> **Written problem**:
Skip every line before the one containing "Prompt: place one marker on each instance of the player's bent", then copy that line and the rest of the entries below exactly, through the last line.

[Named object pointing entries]

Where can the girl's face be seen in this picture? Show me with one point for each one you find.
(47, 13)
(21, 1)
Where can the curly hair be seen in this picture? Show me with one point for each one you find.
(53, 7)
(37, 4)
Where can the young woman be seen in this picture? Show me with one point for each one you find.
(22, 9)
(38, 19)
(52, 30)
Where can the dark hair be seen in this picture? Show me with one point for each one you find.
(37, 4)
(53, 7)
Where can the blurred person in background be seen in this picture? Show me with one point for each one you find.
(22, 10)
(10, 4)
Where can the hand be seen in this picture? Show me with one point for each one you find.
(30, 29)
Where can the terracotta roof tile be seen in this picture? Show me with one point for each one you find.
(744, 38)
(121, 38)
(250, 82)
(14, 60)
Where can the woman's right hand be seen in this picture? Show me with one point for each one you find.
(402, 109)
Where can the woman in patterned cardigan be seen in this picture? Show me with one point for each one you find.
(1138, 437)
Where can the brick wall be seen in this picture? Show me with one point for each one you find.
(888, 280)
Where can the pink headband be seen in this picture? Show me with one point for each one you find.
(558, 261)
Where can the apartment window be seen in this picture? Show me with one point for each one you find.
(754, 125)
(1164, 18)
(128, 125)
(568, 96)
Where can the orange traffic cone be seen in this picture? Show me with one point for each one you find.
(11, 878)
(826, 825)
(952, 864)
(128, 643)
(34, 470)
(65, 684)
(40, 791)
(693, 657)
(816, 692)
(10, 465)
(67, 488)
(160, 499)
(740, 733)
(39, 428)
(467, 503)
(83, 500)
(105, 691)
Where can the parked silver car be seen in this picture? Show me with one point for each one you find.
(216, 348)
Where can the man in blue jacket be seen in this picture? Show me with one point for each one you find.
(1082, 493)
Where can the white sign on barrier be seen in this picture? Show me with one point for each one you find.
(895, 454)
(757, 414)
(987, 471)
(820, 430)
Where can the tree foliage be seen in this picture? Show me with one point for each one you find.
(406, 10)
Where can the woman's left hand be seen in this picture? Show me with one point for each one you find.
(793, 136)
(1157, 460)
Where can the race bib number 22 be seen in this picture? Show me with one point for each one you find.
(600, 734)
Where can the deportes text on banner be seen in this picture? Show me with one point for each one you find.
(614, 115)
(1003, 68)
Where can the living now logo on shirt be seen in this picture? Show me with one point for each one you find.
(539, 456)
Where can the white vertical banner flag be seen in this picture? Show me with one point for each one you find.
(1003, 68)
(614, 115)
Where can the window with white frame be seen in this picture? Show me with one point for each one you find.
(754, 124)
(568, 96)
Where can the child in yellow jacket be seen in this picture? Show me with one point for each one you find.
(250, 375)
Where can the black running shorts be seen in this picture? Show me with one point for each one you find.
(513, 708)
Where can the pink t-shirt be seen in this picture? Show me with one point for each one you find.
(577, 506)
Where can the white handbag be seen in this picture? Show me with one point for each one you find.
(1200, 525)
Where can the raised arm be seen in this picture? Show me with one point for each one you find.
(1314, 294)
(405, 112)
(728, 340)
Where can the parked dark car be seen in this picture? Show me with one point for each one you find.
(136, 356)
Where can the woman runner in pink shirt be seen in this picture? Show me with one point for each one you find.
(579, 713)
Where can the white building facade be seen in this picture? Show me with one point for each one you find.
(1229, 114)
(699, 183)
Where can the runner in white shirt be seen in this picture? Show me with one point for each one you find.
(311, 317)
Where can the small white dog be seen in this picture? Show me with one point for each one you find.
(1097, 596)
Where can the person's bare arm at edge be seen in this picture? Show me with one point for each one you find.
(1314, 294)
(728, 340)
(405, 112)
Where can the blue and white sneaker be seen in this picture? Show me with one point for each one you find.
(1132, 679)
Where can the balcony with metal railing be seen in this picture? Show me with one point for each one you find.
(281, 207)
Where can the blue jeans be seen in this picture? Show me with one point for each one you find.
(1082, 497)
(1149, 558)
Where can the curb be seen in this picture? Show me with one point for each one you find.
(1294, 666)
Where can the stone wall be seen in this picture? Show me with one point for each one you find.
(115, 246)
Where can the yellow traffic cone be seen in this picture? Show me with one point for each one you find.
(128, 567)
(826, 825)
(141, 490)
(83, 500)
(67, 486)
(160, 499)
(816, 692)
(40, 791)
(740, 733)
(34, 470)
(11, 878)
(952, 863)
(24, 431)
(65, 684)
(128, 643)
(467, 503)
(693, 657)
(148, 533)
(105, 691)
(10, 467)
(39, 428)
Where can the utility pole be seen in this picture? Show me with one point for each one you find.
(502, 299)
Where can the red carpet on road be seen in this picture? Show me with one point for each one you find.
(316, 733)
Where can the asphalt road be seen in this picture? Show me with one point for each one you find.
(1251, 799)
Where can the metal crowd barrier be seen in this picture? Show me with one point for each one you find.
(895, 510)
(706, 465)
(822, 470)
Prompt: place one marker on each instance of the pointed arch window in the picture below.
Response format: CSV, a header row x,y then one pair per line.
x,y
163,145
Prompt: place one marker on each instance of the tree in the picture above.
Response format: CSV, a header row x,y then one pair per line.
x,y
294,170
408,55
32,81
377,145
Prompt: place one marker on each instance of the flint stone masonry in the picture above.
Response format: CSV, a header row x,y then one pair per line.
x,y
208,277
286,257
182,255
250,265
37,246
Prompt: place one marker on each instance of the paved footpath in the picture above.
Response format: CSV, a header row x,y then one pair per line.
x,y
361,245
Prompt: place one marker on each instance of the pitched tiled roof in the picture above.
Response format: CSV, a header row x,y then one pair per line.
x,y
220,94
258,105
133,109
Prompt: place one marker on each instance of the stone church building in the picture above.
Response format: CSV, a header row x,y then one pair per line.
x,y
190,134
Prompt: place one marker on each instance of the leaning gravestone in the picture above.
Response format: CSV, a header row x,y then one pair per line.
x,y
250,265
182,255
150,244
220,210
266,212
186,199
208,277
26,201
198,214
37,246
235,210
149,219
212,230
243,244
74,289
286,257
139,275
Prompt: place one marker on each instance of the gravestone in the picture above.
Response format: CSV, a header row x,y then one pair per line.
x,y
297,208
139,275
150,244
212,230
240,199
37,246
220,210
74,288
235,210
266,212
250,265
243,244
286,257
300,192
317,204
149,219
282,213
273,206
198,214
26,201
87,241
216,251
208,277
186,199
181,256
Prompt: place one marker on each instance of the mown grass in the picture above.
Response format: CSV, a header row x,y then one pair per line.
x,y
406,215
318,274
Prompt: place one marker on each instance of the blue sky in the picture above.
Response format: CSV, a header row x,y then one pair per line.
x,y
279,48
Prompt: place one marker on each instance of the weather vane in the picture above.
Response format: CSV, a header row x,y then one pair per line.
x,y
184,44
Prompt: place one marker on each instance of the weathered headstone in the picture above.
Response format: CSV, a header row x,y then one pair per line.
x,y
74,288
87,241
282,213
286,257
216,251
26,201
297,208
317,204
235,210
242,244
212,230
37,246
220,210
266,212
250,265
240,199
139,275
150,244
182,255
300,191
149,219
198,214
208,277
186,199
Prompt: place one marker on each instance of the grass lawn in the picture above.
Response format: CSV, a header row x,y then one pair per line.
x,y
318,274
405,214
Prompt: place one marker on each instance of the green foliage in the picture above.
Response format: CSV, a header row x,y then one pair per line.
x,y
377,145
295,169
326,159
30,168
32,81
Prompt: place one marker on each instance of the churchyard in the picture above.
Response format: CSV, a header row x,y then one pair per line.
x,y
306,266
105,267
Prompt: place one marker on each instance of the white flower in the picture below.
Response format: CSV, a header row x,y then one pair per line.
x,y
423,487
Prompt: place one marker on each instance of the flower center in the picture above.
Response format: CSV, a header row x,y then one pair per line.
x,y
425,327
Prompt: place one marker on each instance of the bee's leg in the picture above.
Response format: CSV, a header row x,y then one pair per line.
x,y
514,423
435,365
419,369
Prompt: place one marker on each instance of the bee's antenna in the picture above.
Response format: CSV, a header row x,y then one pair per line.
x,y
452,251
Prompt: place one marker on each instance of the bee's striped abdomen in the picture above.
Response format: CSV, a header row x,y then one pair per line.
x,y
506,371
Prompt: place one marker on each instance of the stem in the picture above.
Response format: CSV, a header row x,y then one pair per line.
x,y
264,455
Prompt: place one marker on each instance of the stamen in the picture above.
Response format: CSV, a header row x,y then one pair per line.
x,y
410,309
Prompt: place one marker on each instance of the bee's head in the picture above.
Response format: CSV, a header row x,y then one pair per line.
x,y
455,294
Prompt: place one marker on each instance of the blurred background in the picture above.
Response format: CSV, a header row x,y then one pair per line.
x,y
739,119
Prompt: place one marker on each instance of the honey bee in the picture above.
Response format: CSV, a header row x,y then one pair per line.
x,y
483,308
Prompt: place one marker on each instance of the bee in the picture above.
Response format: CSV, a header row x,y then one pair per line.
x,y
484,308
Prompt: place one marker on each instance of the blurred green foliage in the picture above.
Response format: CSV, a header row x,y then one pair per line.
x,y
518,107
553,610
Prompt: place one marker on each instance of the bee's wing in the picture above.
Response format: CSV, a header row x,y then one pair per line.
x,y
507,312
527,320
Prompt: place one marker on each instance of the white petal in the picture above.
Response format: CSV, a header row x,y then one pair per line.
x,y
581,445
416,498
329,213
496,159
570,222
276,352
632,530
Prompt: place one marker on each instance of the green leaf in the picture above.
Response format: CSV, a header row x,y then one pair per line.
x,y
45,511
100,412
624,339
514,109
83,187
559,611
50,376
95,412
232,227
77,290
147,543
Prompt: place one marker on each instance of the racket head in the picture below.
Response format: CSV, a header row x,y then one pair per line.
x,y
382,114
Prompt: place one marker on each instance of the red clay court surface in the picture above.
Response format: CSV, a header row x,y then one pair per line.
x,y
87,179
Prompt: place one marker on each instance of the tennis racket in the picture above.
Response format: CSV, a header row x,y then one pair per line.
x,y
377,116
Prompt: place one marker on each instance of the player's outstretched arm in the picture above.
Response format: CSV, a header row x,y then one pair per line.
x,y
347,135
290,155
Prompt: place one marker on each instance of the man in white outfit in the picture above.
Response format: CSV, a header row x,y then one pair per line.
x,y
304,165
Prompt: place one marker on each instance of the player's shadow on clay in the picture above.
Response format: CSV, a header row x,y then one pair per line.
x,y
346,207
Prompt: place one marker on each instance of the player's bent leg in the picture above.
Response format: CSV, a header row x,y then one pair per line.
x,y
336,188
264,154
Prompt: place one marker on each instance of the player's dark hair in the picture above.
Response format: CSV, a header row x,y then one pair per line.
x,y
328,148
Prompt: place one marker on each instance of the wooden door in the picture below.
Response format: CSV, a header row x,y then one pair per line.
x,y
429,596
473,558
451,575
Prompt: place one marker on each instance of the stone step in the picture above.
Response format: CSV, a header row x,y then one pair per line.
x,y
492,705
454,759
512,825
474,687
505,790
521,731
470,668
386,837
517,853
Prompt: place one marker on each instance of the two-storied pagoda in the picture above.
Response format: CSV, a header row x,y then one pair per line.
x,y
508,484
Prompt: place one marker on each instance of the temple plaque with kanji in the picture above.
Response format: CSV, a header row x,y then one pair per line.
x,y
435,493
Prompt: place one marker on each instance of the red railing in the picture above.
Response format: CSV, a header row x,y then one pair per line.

> **Reply**:
Prompt: place one marker on each instance of the player's bent leg in the picture above.
Response format: CSV, a header row x,y then one pair per line.
x,y
336,188
264,154
Prompt: place one marker on each instance of the player's dark hair in the picture above.
Response format: CSV, a header row x,y then one pair per line.
x,y
328,148
Prompt: place one marker on each instance of the wooden door in the picture below.
Response format: CSV, a header row x,y then one pair per line.
x,y
429,596
473,558
451,575
Prompt: place one marker on each instance of the stone step in the picture above.
Response format: CSV, a header row x,y then one pair per line.
x,y
492,705
454,759
512,825
474,687
505,790
521,731
470,668
386,837
517,853
Prompt: place one marker on each instance of the two-storied pagoda in the picture above.
Response format: CSV, a header row x,y then one pair per line.
x,y
508,484
Prompt: place one marker on each instance of the temple plaque with kanji in the picture above.
Response format: CSV, a header row x,y then one pair per line.
x,y
435,493
Prompt: place one marker on each instance of the red railing in the picture above.
Response format: CSV, a header row x,y then one pair per line.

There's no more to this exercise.